■ Исходный текст
——————
Содержание
Назад • Дальше

Совершенствование деятельности цензурного ведомства


Стремление С.С. Уварова «укротить в журналистах порыв заниматься предметами, до государственного управления или вообще правительства относящимися». Выработка методики цензурования, подготовка цензоров-профессионалов.

 

Граф С.С. Уваров – один из крупнейших государственных деятелей николаевской эпохи, свою карьеру начинал на дипломатическом поприще. В 1811–1820 гг. был попечителем Петербургского учебного округа, одной из обязанностей которого являлось руководство столичной цензурой. С 1818 г. до конца жизни Уваров – президент Академии наук. Он был знаком и общался со многими литераторами, политиками, учеными. Главным итогом его деятельности является обоснование теоретических положений государственности николаевской эпохи. Будучи министром народного просвещения (1833–1849 гг.), он стал создателем, как ее потом назвали, теории официальной народности. С.С. Уваров заявил при вступлении в должность министра: «Общая наша обязанность состоит в том, чтобы народное образование совершалось в соединенном духе православия, самодержавия и народности». Без сомнения, С.С. Уваров многое сделал для укрепления государства и развития образования. При нем был воссоздан Петербургский университет. Проявив мужество, Уваров вступился за его профессуру, когда она подверглась репрессиям.
——————
■ Собранные данные
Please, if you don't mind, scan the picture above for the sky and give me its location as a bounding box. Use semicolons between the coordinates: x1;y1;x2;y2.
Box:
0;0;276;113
——————
■ Что сделать
1. Согласно тексту о графе Уварове, в какие годы он занимал пост министра народного просвещения?
2. Подхватите текст о графе Уварове и продолжите его после последнего предложения.

■ Набор ответов
1. С 1833 по 1849 год.

2.
Однако взгляды графа С.С. Уварова на цензуру, а главное на ее практику были ограничены конкретно-историческими условиями, состоянием и характером власти, особенностями административного управления в России, а также его личными карьерными побуждениями. Одной из проблем управления цензурой было недопонимание чиновниками ее аппарата того, что происходит развитие периодики, журналистики, т.е. информационной службы общества. Характерно в этом плане высказывание одного из руководителей цензуры тех лет, председателя Петербургского цензурного комитета князя А.М. Дондукова-Корсакова: «Мы живем, благодаря Бога, в России, где журналисты еще не управляют общим мнением, и где всякая с их стороны попытка к усилению их влияния должна быть, я думаю, не только останавливаема, но и наказываема уменьшением доверия публики к их рассказам». На протяжении долгого времени власть старалась затормозить развитие журналистики, рассматривая ее чаще всего как оппозиционную силу.

С.С. Уваров тоже отдал дань этому, стремясь, по его словам, «умножить, где только можно, число умственных плотин против вторжения разрушительных европейских идей». Он считал, что пресса дерзает «даже простирать свои покушения к важнейшим предметам государственного управления и к политическим понятиям, поколебавшим едва ли не все государства Европы». Поэтому перед цензурой стоит задача «укротить в журналистах порыв заниматься предметами, до государственного управления или вообще правительства относящимися». Затем министра народного просвещения графа С.С. Уварова не устраивало то, что печать дерзает «выступить за пределы благопристойности, вкуса и языка», в связи с чем, по его мнению, цензура обязана подвергнуть строгому контролю собственно литературное влияние периодической печати на публику, ибо «разврат нравов приуготовляется развратом вкуса».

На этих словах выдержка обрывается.